Request 1:
In the skills and qualifications passage, which industries does Mr. Ahmad's experience with transformational digital initiatives span?
Request 2:
Continue the skills and qualifications passage about Mr. Ahmad from the point where it stops.

Skills and Qualifications

Mr. Ahmad brings current experience leading innovative digital, data and analytical organizations, including transformational digital initiatives at several industry-leading companies across the high-tech, e-commerce, retail, and insurance industries. This skill set and experience is highly valuable to our Company, as we continue to pursue opportunities to leverage data, analytics and technology and transform how we conduct our businesses. In addition, Mr. Ahmad’s perspective as a people leader with insights into digital transformations occurring across the financial markets, and more broadly the consumer markets, is highly valuable in supporting the Board’s oversight of the execution of our strategic objectives, including human capital management in a time of digital transition.

Entries provided:
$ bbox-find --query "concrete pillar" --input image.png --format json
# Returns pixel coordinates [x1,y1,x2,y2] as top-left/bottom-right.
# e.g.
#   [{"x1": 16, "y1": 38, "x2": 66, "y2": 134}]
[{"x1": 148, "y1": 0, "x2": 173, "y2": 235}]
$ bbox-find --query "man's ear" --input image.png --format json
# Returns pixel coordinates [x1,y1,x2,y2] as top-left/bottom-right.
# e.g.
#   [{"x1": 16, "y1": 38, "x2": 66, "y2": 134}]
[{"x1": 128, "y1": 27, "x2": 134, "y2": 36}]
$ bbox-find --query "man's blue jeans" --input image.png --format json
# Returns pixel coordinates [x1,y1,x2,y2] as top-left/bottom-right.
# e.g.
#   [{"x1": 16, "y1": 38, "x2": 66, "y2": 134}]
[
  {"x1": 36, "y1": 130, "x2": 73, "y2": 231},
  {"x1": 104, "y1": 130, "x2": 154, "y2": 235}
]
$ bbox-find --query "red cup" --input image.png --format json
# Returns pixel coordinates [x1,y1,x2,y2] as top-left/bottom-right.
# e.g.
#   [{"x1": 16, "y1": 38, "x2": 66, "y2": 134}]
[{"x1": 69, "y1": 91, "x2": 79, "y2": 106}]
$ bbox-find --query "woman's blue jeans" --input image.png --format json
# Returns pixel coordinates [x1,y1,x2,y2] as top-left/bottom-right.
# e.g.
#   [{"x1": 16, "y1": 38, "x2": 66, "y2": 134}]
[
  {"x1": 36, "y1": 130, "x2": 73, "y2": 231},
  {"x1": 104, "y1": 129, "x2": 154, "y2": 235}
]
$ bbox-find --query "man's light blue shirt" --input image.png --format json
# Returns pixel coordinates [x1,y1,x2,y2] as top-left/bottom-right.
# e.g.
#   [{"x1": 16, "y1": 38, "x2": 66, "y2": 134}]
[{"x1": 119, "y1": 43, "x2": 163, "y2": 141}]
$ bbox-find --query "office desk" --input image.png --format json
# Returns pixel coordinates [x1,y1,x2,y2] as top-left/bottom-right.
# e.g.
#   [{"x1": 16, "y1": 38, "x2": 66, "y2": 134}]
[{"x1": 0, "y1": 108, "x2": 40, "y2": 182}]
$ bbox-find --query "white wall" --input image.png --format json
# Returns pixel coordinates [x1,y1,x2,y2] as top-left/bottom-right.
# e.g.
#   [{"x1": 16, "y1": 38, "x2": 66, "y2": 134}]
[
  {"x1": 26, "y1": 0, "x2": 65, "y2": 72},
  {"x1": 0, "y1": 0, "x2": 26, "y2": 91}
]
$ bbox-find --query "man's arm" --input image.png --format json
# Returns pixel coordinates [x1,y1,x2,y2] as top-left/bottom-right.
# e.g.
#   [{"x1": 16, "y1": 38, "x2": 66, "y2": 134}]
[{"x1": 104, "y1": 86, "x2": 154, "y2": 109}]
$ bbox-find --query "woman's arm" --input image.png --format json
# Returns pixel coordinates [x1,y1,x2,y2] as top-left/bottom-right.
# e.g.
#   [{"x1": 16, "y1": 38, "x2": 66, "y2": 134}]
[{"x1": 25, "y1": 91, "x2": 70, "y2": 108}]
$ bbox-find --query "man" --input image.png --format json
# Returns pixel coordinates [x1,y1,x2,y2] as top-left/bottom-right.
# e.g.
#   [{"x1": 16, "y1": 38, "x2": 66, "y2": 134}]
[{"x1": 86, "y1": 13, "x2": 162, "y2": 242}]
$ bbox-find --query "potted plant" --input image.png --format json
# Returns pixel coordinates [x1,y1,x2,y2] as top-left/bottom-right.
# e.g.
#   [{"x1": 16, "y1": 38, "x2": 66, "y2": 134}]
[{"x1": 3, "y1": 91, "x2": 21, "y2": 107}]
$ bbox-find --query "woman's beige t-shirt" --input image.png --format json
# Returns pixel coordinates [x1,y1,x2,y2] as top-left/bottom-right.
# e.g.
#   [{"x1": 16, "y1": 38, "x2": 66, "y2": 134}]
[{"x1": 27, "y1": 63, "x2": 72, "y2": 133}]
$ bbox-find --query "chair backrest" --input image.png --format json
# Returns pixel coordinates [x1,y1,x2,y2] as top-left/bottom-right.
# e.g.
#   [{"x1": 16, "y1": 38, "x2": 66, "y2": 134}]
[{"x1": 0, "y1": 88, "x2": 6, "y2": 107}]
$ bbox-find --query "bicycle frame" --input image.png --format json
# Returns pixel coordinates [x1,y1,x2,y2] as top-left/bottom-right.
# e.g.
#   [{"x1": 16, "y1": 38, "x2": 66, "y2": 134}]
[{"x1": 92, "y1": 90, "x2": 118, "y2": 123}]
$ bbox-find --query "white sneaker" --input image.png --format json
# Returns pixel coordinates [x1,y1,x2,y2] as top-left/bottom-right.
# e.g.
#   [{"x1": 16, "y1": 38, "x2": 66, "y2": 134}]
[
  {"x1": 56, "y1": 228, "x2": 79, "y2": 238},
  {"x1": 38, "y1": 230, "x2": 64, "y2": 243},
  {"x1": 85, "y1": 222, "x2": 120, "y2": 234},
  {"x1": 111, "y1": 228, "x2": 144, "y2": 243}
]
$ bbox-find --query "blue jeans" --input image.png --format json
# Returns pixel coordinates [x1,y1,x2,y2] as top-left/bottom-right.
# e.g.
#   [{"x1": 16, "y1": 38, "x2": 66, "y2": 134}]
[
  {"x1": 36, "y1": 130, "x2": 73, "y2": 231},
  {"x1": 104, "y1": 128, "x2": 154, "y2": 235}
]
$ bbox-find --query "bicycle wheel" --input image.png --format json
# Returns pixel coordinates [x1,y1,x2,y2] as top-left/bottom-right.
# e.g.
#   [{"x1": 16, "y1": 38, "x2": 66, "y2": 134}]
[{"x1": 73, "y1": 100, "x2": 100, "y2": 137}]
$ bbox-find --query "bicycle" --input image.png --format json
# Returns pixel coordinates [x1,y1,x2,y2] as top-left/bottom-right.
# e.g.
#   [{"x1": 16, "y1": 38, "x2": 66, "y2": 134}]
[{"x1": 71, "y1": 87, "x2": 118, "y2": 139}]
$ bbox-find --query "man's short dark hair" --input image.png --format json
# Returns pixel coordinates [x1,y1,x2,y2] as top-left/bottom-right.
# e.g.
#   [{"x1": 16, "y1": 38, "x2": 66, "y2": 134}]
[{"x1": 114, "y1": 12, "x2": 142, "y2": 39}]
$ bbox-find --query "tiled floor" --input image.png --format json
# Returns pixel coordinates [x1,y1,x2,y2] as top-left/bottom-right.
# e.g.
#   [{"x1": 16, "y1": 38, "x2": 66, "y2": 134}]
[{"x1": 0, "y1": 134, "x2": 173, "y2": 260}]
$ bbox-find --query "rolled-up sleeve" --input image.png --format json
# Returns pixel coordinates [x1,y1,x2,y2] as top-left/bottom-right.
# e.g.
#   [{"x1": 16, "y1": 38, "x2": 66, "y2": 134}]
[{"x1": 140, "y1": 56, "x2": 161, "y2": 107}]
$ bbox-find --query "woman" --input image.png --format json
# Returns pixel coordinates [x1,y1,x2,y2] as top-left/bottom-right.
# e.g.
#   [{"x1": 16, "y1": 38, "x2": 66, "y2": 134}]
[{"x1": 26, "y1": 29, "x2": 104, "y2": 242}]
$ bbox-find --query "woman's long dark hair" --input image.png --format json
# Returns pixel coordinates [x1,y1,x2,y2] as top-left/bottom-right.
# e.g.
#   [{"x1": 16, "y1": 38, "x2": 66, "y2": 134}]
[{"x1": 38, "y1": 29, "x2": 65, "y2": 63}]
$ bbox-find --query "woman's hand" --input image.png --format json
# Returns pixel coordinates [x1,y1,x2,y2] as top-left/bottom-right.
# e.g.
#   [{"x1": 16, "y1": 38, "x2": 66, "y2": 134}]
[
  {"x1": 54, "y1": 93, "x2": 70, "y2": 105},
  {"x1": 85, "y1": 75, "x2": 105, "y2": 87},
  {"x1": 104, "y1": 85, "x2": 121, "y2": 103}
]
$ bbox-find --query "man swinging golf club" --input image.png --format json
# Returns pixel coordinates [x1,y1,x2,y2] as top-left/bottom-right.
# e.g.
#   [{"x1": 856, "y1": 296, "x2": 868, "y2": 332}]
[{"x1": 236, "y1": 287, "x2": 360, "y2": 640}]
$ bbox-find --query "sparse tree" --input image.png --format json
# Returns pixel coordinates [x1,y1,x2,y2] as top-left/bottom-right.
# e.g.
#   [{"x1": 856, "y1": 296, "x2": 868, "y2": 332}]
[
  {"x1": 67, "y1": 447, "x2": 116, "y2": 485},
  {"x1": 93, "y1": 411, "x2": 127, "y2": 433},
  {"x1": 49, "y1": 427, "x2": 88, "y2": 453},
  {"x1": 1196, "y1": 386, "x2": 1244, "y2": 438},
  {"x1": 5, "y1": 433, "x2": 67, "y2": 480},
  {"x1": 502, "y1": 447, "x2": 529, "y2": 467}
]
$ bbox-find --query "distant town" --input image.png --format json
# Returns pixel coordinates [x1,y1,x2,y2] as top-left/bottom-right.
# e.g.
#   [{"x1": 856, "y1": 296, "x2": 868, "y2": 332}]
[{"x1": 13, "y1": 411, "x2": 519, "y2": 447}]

Task answer 1:
High-tech, e-commerce, retail, and insurance.

Task answer 2:
Experience

Mr. Ahmad serves as Executive Vice President, Chief Operating and Customer Officer of ADT Inc. (“ADT”), a leading provider of security, interactive, and smart home solutions serving residential and small business customers in the United States. Before joining ADT in April 2025, Mr. Ahmad served as Senior Vice President, Chief Strategy and Transformation Officer at State Farm Mutual Automobile Insurance Company (“State Farm”), a property and casualty insurance provider that, with its affiliates, is the largest provider of auto and home insurance in the United States. Mr. Ahmad joined State Farm in 2016 as Vice President of Digital, and in 2017, was promoted to Vice President in Enterprise Technology – Customer Experience. In 2019 he became State Farm’s Senior Vice President and Chief Digital Officer, a role that he held until assuming the Chief Strategy and Transformation Officer position in March 2024. Before joining State Farm, from 2013 to 2016, Mr. Ahmad held leadership roles at Staples Inc., an industry leader in workspace products, including General Manager of Global Omnichannel Product and Strategy. Before that, Mr. Ahmad held the role of General Manager of the North America Core Shipping Platform at eBay Inc., a global commerce leader, responsible for leading the function’s strategy, operations, and strategic partnerships.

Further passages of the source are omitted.